Ameaça nanotecnológica - Criar máquinas com dimensões moleculares pode parecer ficção científica, mas não é. A idéia é ter exércitos de minirrobôs capazes de construir objetos variados -circuitos de computadores, carros, TVs, remédios e vacinas- em fábricas do tamanho de células, usando material (átomos e moléculas) coletado do mundo natural, como crianças fazem com blocos de Lego. Para gerar algo com dimensões humanas, os robôs teriam de se auto-reproduzir usando também matéria-prima natural. Se algum entrar em pane e se auto-replicar sem parar, passando a informação defeituosa para a sua prole, bilhões de minirrobôs poderão devorar o planeta em apenas alguns dias, um apocalipse nanotecnológico. A ameaça é um tanto exagerada. Robôs podem ser criados com dispositivos de autodestruição, caso não cumpram as suas funções. Como sempre, novas idéias geram promessas e medos.

Mente sobre matéria - Cientistas construíram um dispositivo capaz de enviar mensagens do cérebro de macacos para braços mecanizados. O dispositivo capta a agitação elétrica produzida por grupos específicos de neurônios, traduzindo-a em instruções legíveis pelo órgão robótico. Com isso, paralíticos poderão manipular objetos através de seu pensamento. Claro, militares também estão interessados: imagine um exército de robôs controlados pela mente de apenas um humano. Mais promessas e medos, confirmando que a ciência é espelho do que temos de melhor e pior.

quinta-feira, 8 de janeiro de 2004

O espírito da coisa

Marcelo Gleiser
especial para a Folha

Após viagem de quase seis meses, no último dia 4 a sonda Spirit (Espírito), da Nasa (agência espacial americana), pousou em Marte. O local do pouso é a cratera Gusev, onde cientistas acreditam ter existido um lago. Imagino que o leitor já tenha visto fotos enviadas pela sonda ou esteja a par do acontecimento por este jornal ou outros meios. Não dá para exagerar o quanto é impressionante esse feito tecnológico.

LINHAS EXIBIDAS

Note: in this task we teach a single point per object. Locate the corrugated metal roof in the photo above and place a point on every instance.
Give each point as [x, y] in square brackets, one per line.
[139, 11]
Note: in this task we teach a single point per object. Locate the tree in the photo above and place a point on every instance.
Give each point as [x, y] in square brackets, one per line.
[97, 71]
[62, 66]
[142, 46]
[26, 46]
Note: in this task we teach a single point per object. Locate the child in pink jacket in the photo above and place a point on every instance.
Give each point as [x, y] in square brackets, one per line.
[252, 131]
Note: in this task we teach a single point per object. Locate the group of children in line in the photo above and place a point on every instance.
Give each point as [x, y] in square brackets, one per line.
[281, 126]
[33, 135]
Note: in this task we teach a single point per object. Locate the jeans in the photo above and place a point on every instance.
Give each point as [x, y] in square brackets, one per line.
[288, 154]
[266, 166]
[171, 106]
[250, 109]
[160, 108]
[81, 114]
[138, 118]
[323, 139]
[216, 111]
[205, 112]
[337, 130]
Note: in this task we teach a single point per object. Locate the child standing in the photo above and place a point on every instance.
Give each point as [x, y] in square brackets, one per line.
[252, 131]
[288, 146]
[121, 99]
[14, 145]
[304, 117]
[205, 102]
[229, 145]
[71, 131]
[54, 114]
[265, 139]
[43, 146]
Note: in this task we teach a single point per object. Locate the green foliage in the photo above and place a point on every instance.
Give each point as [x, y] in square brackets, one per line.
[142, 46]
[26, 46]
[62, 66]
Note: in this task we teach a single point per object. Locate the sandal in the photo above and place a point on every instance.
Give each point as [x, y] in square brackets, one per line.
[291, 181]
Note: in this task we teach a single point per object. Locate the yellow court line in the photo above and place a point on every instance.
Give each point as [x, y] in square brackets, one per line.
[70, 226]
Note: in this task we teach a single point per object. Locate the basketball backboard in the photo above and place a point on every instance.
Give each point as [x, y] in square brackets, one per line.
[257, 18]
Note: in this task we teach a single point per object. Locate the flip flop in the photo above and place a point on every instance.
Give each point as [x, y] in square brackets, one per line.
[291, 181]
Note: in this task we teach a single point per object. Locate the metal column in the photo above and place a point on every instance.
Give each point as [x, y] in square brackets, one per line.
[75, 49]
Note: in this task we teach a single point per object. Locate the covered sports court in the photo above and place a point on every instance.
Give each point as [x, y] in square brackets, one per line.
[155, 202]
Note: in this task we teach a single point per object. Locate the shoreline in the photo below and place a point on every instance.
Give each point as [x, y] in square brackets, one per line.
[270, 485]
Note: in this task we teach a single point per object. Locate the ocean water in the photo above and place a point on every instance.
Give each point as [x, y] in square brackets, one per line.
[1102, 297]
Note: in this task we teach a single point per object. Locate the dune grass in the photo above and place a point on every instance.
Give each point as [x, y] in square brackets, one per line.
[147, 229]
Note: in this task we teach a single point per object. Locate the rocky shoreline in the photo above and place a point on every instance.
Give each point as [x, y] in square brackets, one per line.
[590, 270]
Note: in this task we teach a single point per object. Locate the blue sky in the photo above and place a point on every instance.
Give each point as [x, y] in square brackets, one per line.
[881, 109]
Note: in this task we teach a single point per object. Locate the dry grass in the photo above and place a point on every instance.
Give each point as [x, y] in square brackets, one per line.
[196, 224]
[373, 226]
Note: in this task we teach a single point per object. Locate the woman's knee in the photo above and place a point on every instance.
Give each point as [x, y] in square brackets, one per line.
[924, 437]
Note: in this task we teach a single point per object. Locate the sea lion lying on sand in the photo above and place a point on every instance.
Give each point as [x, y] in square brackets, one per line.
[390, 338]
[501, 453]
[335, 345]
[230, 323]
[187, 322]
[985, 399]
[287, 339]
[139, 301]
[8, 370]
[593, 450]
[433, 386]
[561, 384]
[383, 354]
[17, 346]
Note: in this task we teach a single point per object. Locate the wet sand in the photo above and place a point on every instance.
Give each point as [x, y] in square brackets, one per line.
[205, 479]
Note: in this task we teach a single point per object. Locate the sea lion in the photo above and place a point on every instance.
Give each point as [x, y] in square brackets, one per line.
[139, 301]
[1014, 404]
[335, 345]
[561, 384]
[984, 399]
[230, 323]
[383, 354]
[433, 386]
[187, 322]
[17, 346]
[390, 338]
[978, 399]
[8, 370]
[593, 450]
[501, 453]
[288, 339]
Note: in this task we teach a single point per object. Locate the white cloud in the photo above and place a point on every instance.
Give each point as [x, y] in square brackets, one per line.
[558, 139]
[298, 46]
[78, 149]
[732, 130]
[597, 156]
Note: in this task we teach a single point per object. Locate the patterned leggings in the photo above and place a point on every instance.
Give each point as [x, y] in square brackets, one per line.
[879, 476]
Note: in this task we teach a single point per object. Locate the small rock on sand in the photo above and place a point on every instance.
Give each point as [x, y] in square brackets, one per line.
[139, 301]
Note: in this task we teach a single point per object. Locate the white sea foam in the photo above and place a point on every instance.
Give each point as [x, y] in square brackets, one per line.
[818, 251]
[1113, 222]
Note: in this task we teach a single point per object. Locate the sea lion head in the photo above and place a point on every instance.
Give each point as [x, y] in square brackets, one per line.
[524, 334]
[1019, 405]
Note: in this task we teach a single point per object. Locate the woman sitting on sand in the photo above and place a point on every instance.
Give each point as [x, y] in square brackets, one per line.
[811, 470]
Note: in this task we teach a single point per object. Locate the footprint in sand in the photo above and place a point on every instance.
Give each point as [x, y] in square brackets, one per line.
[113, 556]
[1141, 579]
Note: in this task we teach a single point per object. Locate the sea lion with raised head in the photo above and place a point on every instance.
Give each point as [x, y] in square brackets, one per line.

O QUE FAZER
Pode transcrever, sem nenhuma alteração, o trecho do texto entre "Mente sobre matéria" e "melhor e pior.", inclusive? As linhas são um material à parte, sem ligação com o texto.

RESPOSTA DA TAREFA
Mente sobre matéria - Cientistas construíram um dispositivo capaz de enviar mensagens do cérebro de macacos para braços mecanizados. O dispositivo capta a agitação elétrica produzida por grupos específicos de neurônios, traduzindo-a em instruções legíveis pelo órgão robótico. Com isso, paralíticos poderão manipular objetos através de seu pensamento. Claro, militares também estão interessados: imagine um exército de robôs controlados pela mente de apenas um humano. Mais promessas e medos, confirmando que a ciência é espelho do que temos de melhor e pior.